Direction 1: From the seminar listing, extract the passage that begins at the words "What happens to" and stops after "topology, and analysis.".
Direction 2: Name every speaker in the seminar listing.

Document extract:
┄┄┄┄┄┄
Three types of quantization

Speaker: 

Vladimir Baranovsky

Institution: 

UC Irvine

Time: 

Friday, February 10, 2017 - 4:00pm

Location: 

MSTB 124

I will discuss three different contexts in which commutative
rings of functions and modules over them are replaced by their
non-commutative versions. One is the ring of differential operators, where
the modules correspond to systems of differential equations. The second
setting is geometric quantization which provides a baby version of the
Hilbert space in quantum mechanics. The third setting is deformation
quantization in symplectic geometry. I will explain a relation between these
three versions, although the reasons behind the relations are not quite well
understood.

Curve Shortening: An introduction to geometric flows

Speaker: 

Jeffrey Streets

Institution: 

UC Irvine

Time: 

Friday, January 20, 2017 - 4:00pm

Location: 

MSTB 124

What happens to an embedded curve in the plane if we decrease its length as fast as possible?  In this talk I will discuss the beautiful answer to this simple question, which involves techniques and ideas from multivariable calculus and plane geometry.  Generalizing this situation to higher dimensions leads to a number of interesting open questions in geometry, topology, and analysis.

An introduction to Carleman estimates

Speaker: 

Katya Krupchyk

Institution: 

UC Irvine

Time: 

Friday, January 27, 2017 - 4:00pm

Location: 

MSTB 124

The origins of Carleman estimates lie with the pioneering 1939 work by the Swedish mathematician T. Carleman, concerned with the unique continuation property for solutions for linear elliptic partial differential equations with smooth coefficients in dimension two. The fundamental new idea introduced by Carleman, which consists of establishing a priori energy estimates involving an exponential weight, has permeated essentially all the subsequent work in the subject. More recently, Carleman estimates have found numerous striking applications beyond the original domain of unique continuation, from control theory to spectral theory to the analysis of inverse problems. The purpose of this talk is to provide a broad introduction to the subject and to attempt to illustrate some of its inner workings.
┄┄┄┄┄┄
Extracted material:
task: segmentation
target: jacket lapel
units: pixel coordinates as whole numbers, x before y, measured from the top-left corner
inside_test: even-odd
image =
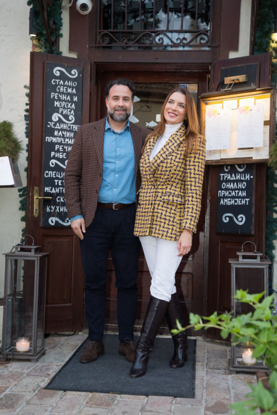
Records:
[[[94,143],[96,149],[97,157],[99,164],[102,168],[103,167],[103,153],[104,152],[104,136],[105,127],[106,124],[106,117],[100,120],[94,125],[95,131],[94,134]]]
[[[186,127],[184,124],[182,124],[177,131],[175,131],[169,137],[165,144],[163,146],[157,154],[154,157],[151,162],[151,169],[153,173],[160,163],[175,151],[180,143],[184,140],[185,130]],[[150,154],[151,154],[151,150],[155,141],[156,140],[150,149]]]
[[[141,155],[140,149],[141,146],[140,143],[141,142],[141,139],[140,137],[140,134],[141,134],[137,130],[135,124],[132,122],[130,122],[130,132],[132,136],[132,139],[133,141],[133,145],[134,146],[134,152],[135,153],[135,177],[137,177],[137,172],[138,169],[140,164],[140,160]]]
┄┄┄┄┄┄
Exercise output 1:
What happens to an embedded curve in the plane if we decrease its length as fast as possible?  In this talk I will discuss the beautiful answer to this simple question, which involves techniques and ideas from multivariable calculus and plane geometry.  Generalizing this situation to higher dimensions leads to a number of interesting open questions in geometry, topology, and analysis.

Exercise output 2:
Vladimir Baranovsky
Jeffrey Streets
Katya Krupchyk